◆ What the exercise asks ◆
Identify every line in the records below that contains the word "decal" and copy each such line in full. Treat uppercase and lowercase letters as different.

◆ Input rows ◆
◆ ◆ ◆ ◆

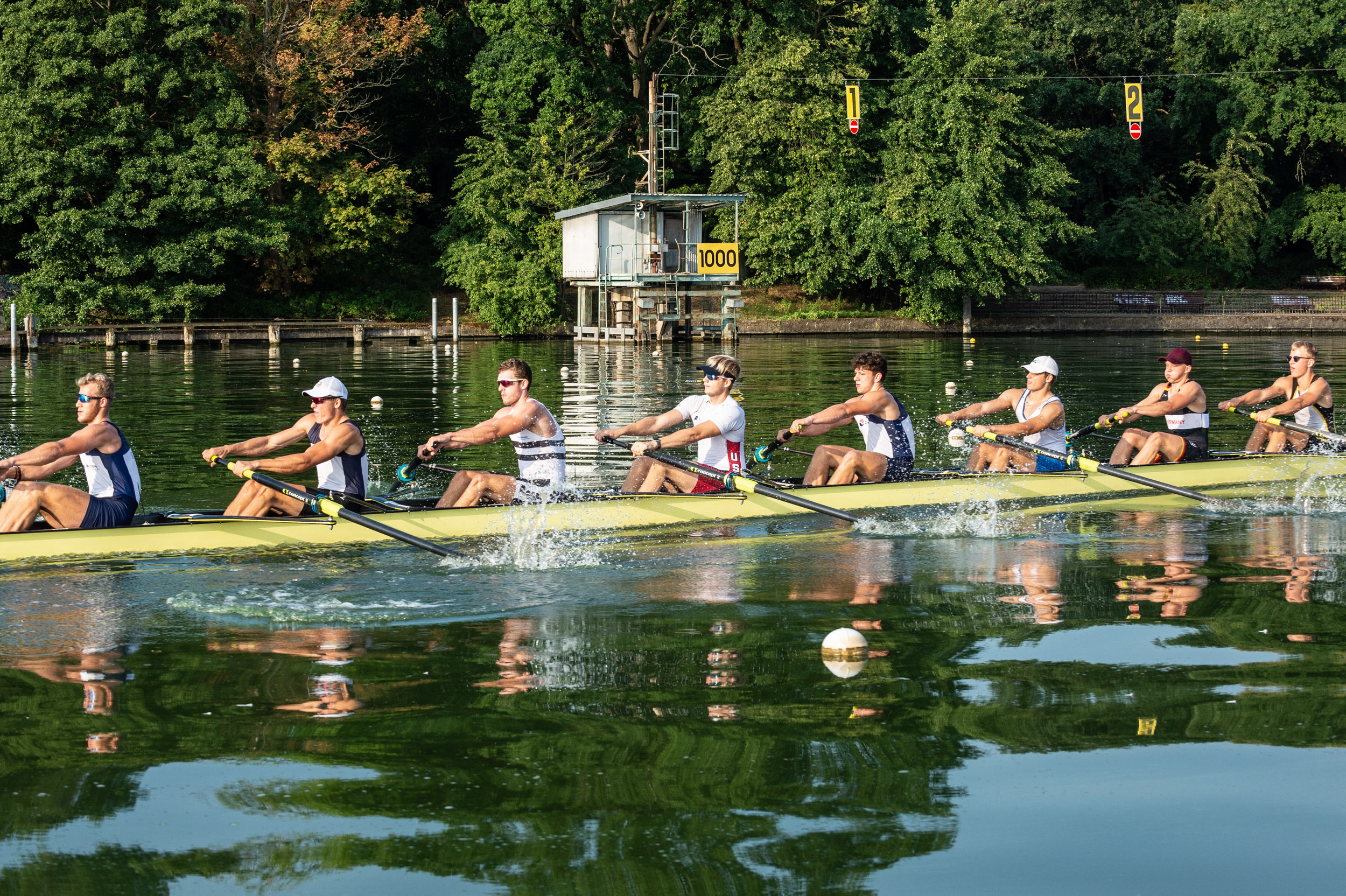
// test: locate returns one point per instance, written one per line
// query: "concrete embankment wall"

◆ ◆ ◆ ◆

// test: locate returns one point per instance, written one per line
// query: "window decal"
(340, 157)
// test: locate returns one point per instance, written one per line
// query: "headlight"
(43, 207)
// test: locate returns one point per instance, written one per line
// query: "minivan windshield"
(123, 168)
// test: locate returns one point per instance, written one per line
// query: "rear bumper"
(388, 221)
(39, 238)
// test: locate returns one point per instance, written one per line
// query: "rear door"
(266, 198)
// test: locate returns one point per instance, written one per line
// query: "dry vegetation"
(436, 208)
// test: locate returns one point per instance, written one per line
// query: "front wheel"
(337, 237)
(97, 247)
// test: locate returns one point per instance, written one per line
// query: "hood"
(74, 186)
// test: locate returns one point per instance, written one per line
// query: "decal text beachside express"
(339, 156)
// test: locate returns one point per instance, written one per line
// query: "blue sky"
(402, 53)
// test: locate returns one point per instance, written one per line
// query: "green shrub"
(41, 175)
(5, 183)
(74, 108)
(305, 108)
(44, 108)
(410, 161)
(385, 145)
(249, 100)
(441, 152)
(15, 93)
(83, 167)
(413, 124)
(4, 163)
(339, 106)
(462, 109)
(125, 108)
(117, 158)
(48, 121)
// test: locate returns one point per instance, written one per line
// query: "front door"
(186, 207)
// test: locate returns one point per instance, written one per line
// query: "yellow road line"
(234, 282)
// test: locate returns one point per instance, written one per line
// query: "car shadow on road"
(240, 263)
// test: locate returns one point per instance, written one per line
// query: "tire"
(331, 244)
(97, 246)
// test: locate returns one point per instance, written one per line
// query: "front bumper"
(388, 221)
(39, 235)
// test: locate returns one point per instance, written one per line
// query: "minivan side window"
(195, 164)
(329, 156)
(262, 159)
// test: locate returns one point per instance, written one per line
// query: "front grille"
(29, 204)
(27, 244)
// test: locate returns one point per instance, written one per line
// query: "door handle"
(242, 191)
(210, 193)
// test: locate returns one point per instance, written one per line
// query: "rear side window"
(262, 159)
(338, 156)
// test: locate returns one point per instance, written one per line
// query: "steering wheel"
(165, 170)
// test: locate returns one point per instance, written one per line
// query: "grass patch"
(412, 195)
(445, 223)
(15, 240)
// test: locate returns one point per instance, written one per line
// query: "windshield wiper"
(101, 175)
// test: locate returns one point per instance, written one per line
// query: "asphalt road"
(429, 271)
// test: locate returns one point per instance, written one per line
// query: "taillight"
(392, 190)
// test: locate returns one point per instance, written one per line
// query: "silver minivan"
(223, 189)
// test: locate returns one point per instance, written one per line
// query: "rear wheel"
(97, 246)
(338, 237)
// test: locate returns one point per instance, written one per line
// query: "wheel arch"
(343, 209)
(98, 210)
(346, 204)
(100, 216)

◆ ◆ ◆ ◆

◆ Worked answer ◆
// query: "window decal"
// query: "decal text beachside express"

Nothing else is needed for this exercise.